* Recorded data
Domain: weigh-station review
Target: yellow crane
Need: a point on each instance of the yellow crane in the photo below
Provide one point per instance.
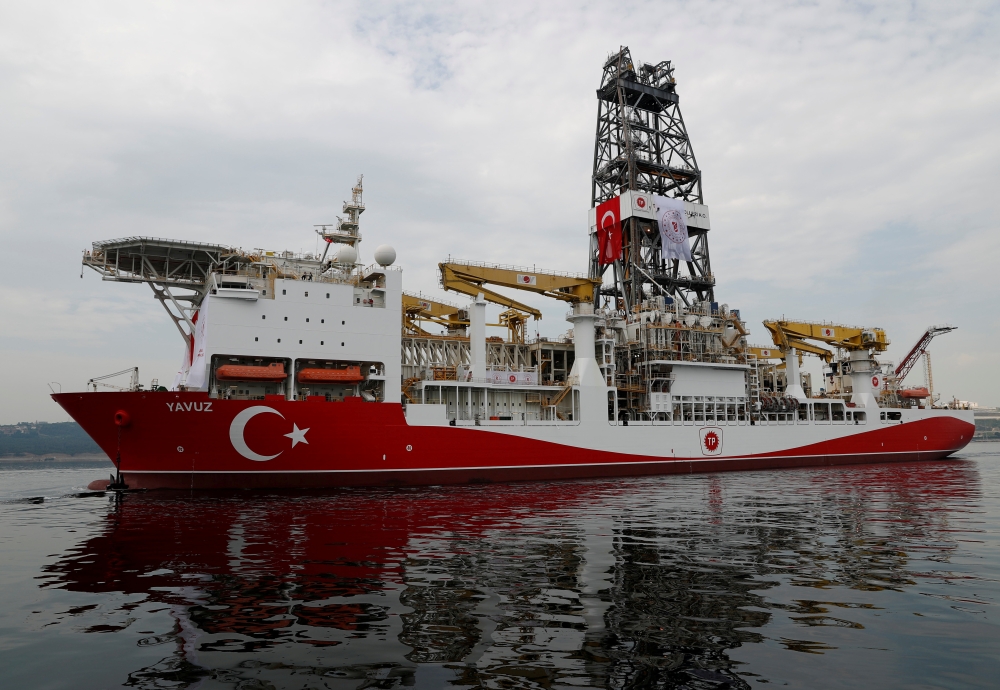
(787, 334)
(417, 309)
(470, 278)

--

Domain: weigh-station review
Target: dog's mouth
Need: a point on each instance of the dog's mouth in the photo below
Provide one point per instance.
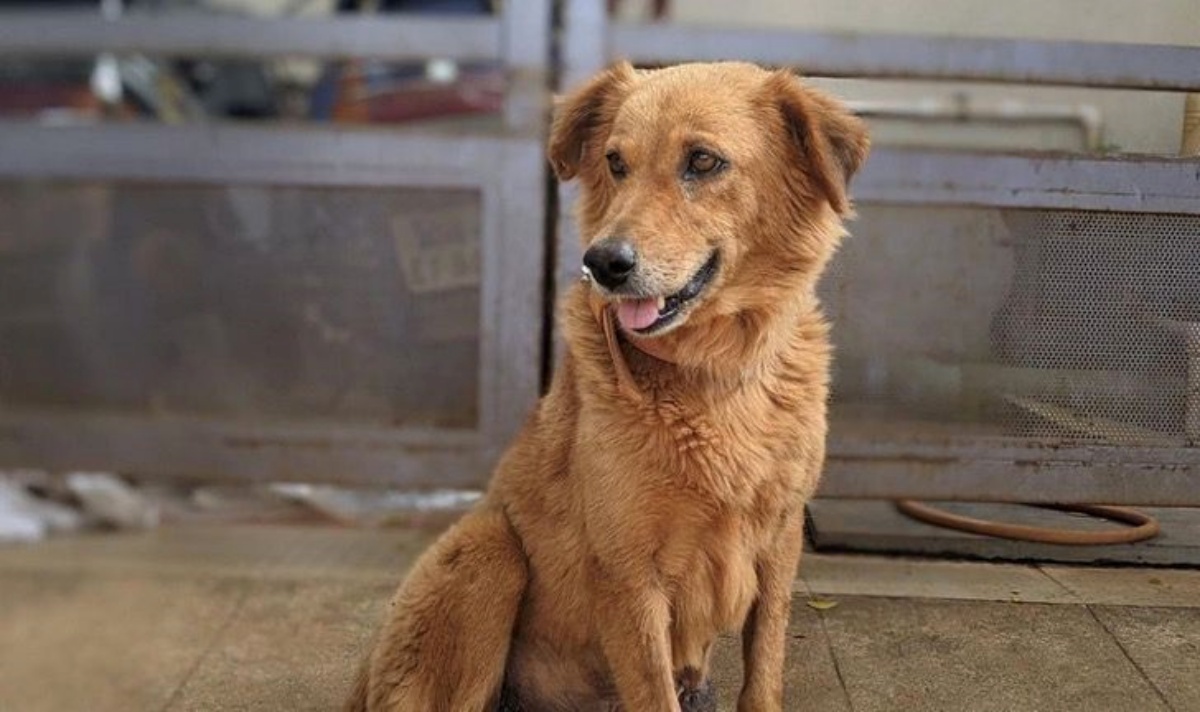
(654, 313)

...

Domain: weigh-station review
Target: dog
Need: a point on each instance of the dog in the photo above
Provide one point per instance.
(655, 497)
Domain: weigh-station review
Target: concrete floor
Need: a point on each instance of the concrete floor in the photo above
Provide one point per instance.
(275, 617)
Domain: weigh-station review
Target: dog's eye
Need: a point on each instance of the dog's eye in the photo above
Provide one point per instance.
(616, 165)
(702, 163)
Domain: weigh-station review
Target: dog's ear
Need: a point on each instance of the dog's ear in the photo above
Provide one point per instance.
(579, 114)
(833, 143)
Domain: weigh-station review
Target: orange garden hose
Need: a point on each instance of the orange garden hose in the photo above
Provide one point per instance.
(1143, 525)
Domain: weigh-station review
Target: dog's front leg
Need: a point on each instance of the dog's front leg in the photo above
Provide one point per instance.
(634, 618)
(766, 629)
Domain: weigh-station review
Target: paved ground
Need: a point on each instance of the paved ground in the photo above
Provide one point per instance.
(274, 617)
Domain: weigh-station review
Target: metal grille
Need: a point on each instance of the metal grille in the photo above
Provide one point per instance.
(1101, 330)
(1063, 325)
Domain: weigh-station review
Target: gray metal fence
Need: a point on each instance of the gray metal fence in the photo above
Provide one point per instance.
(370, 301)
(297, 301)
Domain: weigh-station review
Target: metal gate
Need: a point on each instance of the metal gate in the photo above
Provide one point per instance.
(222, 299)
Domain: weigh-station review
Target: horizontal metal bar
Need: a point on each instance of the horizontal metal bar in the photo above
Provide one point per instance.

* WHAT THE TASK REQUIRES
Please return each line from the rows above that contains the word "front". Case counts.

* CORRECT RESULT
Target: dog's front leg
Need: a point on each instance of the dog's front leg in the photo above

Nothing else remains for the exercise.